▶ [YOUR ASSIGNMENT] The complete listing should be copied out exactly.

▶ [LISTED RECORDS]
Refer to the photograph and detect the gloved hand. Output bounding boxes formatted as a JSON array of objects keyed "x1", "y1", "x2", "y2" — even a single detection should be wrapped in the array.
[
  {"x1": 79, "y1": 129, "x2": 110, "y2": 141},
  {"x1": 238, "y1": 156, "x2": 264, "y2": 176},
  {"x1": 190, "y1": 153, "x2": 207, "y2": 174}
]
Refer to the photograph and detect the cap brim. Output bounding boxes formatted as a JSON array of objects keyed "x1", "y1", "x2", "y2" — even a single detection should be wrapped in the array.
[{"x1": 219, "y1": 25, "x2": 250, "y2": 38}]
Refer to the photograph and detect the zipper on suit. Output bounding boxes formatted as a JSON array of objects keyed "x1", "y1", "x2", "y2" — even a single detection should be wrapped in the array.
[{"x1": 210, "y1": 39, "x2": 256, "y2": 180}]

▶ [RESPONSE BOX]
Refer to the photograph and detect the gloved hand. Output bounding boxes formatted as a JSON array of objects keyed "x1", "y1", "x2", "y2" — even a single detection should be wrapped in the array.
[
  {"x1": 79, "y1": 129, "x2": 110, "y2": 141},
  {"x1": 238, "y1": 156, "x2": 264, "y2": 176},
  {"x1": 190, "y1": 153, "x2": 207, "y2": 174}
]
Refer to the photograph and detect the cap brim. Output bounding boxes formatted as a JSON array of objects keyed "x1", "y1", "x2", "y2" — even a single detection should be wrapped in the array.
[{"x1": 219, "y1": 25, "x2": 250, "y2": 38}]
Refer to the photograph and detect the zipper on suit. Output bounding boxes formatted as a JSON array of objects keyed "x1", "y1", "x2", "y2" — even a single detection should be wrapped in the array.
[{"x1": 210, "y1": 39, "x2": 256, "y2": 180}]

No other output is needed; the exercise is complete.